start Text extract

BACKGROUND OF THE INVENTION

1. Field of Invention
The present invention relates to a power factor correction circuit, a control circuit for a power factor correction circuit, and a method for driving a load circuit through power factor correction; in particular, the present invention relates to such circuits and method that can keep an output current under an upper limit by a chop control method.
2. Description of Related Art
FIG. 1 shows an LED (light emitting diode) driver circuit disclosed in US 2011/0037414, which supplies power with corrected power factor to an LED circuit. The driver circuit includes a flyback power factor correction (PFC) converter 301, a harmonic filter 303 and a control circuit 305. The flyback PFC converter 301 operates according to a pulse width modulation (PWM) signal, and it converts AC power to a pulse current. The harmonic filter 303 is coupled to the flyback PFC converter 301 and the LED circuit to receive the pulse current and filter its high frequency part. The control circuit 305 is coupled to the flyback PFC converter 301 and the harmonic filter 303, for generating a PWM signal according to the AC power and the pulse current, and reducing a peak-to-average ratio (PAR) of the pulse current. Because this arrangement reduces the current PAR, it does not require using an electrolytic capacitor with high capacitance, thus reducing cost and extending the life time of LEDs. However, this prior art has a drawback that it requires complicated control.

end Text extract
start Given data

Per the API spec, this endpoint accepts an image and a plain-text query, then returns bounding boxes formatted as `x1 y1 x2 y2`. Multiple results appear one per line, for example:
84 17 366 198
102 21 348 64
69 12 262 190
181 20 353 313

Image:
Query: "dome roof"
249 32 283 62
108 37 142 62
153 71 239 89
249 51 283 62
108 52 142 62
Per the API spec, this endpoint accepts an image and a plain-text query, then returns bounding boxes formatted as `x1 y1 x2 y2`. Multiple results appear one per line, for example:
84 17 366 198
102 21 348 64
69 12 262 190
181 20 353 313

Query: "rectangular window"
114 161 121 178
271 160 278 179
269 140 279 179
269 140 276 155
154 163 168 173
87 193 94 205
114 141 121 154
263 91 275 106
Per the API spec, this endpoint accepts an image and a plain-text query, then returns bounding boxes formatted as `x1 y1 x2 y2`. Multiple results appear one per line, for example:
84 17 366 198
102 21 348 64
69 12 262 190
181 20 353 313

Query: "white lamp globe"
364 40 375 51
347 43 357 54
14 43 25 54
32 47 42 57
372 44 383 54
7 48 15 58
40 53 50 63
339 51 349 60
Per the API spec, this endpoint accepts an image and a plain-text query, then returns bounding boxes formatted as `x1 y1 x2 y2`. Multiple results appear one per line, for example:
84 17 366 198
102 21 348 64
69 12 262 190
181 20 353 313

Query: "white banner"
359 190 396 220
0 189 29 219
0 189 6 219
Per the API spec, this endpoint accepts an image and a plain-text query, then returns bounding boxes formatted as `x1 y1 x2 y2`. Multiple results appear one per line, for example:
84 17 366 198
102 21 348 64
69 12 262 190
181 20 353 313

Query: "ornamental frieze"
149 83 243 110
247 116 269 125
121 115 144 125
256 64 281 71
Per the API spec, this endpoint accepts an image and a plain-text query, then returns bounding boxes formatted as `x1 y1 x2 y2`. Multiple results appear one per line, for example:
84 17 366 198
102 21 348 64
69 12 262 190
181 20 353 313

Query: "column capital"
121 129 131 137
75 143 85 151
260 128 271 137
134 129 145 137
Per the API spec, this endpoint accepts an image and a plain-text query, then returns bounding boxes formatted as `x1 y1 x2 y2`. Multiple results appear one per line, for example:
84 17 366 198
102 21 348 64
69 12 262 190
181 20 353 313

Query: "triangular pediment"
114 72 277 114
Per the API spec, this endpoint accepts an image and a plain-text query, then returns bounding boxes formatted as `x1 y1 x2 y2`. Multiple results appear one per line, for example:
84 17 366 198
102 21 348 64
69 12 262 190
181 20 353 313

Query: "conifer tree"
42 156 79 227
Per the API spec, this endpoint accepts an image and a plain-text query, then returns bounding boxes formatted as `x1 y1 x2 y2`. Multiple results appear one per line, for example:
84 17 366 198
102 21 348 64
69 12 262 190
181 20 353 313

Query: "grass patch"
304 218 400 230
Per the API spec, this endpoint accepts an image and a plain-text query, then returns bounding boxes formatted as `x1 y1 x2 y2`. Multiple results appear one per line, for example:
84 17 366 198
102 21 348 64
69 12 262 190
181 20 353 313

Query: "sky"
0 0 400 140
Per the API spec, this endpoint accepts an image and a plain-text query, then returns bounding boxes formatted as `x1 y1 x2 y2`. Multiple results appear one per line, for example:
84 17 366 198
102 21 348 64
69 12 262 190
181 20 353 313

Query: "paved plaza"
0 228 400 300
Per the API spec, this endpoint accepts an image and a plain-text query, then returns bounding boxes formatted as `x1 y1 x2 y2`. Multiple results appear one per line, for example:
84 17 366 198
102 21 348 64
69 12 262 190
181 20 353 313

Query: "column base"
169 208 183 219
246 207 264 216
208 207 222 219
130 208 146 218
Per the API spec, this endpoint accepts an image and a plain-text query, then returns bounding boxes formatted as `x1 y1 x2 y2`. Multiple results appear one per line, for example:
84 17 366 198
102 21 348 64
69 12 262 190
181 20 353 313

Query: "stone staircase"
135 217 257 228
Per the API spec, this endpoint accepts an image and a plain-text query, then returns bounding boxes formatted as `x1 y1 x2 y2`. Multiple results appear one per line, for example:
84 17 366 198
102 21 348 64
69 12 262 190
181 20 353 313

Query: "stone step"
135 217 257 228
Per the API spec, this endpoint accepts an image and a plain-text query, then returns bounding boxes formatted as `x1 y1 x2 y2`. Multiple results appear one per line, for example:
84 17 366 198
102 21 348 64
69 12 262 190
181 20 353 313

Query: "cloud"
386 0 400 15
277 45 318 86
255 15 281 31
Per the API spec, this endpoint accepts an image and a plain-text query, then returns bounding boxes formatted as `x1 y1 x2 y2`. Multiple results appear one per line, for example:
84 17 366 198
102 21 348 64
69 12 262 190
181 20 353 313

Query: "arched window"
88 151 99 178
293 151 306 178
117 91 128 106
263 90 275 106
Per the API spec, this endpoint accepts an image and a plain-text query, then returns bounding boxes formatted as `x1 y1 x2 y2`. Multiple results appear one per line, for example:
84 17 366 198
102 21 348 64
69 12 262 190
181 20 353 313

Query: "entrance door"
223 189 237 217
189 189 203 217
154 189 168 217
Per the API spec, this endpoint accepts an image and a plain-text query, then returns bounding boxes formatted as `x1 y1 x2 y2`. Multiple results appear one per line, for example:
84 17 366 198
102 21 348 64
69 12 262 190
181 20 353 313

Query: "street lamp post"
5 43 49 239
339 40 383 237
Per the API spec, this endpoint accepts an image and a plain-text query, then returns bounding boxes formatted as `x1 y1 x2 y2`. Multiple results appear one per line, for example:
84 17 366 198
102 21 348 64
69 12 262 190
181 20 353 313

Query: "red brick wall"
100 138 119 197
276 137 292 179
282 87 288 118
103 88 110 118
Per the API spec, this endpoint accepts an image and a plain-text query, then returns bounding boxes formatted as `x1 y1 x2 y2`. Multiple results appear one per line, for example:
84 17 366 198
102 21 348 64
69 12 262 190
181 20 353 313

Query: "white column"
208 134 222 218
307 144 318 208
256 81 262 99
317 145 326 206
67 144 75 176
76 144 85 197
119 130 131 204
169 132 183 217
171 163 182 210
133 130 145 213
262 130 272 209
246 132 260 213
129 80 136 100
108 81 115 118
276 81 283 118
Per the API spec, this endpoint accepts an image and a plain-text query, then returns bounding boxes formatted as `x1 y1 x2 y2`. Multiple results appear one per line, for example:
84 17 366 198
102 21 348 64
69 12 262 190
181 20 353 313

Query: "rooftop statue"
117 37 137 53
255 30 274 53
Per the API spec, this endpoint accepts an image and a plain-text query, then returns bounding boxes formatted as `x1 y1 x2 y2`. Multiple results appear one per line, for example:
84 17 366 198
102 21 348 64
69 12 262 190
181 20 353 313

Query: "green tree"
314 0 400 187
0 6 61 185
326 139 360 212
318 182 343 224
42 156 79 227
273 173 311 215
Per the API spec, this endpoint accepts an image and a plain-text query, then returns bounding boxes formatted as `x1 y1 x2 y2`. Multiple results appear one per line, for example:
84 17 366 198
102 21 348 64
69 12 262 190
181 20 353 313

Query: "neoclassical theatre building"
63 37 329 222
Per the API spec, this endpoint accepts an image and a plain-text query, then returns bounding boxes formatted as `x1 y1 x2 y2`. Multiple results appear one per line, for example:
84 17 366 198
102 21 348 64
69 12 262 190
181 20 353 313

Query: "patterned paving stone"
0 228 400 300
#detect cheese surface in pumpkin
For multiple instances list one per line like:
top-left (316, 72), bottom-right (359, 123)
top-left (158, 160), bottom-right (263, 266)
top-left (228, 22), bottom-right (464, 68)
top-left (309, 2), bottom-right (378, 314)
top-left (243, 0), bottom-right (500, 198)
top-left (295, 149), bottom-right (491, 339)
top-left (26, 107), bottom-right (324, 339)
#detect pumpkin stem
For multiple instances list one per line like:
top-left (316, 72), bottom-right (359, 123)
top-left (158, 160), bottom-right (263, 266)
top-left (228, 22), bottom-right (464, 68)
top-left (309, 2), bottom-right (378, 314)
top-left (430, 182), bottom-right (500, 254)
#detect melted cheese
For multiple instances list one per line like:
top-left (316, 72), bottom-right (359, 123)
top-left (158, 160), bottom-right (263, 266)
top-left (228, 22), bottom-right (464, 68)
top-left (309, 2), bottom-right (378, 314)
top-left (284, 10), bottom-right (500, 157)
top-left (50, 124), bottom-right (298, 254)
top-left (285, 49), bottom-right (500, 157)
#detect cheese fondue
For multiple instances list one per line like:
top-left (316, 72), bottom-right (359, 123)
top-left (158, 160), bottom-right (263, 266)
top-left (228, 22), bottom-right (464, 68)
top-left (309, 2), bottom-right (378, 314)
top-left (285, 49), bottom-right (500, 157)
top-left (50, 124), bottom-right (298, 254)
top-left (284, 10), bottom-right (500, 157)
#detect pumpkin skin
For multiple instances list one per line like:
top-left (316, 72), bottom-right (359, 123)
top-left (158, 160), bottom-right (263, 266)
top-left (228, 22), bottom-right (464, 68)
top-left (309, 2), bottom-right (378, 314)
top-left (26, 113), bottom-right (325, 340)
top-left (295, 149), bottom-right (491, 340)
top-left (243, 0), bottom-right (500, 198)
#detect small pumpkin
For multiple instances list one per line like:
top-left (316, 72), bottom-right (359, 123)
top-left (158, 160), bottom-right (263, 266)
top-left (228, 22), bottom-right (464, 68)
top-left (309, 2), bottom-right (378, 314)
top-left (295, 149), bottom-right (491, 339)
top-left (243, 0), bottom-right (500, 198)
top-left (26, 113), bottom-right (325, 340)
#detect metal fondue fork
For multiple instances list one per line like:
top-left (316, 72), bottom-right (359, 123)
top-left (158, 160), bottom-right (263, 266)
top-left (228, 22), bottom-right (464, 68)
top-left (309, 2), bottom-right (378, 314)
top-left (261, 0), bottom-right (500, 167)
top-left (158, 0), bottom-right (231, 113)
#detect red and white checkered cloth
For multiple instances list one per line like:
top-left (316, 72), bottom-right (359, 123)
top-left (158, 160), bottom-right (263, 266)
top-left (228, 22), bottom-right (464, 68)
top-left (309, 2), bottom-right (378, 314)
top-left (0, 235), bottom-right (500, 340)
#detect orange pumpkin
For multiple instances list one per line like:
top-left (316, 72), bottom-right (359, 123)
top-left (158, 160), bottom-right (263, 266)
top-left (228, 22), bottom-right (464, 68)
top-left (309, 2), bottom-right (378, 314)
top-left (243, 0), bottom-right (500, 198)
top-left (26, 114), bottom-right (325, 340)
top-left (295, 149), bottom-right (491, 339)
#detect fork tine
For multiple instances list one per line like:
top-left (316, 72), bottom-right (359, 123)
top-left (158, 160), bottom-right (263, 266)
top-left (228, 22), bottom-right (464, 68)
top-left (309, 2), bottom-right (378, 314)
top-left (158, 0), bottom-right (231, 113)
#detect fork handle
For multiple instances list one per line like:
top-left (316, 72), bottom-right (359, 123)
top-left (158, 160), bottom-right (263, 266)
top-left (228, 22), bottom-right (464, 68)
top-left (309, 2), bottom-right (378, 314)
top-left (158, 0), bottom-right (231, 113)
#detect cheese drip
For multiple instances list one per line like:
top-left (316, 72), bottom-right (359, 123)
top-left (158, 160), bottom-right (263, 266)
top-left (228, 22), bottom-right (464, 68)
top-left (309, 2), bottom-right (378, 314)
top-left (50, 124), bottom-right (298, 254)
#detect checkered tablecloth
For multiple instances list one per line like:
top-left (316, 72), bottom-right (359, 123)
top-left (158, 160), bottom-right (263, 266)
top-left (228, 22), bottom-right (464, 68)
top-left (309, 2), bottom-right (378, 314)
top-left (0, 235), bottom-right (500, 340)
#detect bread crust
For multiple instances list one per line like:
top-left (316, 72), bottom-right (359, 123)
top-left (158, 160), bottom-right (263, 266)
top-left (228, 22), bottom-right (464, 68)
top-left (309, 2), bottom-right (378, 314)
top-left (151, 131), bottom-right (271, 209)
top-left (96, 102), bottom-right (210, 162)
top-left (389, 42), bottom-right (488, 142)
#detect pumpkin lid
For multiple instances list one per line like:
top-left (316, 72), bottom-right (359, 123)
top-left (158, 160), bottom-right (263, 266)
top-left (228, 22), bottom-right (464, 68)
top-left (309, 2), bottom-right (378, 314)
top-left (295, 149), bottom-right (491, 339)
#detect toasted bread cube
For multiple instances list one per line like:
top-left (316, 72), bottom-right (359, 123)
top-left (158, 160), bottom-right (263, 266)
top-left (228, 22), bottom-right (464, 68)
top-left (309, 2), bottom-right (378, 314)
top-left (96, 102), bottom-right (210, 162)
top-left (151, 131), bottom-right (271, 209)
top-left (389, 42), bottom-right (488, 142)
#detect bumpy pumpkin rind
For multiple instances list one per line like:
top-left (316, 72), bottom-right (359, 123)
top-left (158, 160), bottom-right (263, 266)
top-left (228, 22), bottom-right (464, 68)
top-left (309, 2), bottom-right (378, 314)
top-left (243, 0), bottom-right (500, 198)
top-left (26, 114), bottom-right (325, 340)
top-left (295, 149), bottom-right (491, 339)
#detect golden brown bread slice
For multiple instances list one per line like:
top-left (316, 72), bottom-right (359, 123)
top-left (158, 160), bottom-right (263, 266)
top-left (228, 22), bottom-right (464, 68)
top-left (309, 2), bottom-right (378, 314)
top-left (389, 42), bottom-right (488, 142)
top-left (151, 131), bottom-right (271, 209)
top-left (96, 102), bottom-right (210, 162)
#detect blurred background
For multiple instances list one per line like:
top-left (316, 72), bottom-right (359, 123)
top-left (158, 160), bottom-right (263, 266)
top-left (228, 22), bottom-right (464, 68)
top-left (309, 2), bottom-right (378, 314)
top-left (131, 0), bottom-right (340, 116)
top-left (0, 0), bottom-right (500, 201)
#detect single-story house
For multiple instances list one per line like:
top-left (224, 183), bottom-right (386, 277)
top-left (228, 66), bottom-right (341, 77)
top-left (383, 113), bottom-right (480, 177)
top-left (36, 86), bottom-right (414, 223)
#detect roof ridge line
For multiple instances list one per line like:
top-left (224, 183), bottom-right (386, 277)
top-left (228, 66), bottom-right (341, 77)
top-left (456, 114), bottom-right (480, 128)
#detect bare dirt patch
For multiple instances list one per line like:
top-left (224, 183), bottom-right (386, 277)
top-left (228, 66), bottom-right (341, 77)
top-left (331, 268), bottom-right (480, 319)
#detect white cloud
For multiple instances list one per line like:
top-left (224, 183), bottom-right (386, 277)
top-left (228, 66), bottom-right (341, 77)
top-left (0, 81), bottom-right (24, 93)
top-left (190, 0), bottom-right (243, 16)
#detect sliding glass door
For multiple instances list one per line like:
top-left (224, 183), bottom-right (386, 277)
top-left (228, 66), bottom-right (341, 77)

end Given data

**What this exercise asks**
[1] Answer these questions from the patent background:
(a) What method does the invention use to keep an output current under an upper limit?
(b) Which part of the pulse current does the harmonic filter 303 filter?
(c) What drawback of the prior art does the text name?
[2] Identify every line of the records that contains the string "window". Case counts.

**Responses to the tasks**
[1]
(a) A chop control method.
(b) Its high frequency part.
(c) It requires complicated control.

[2]
Query: "rectangular window"
Query: "arched window"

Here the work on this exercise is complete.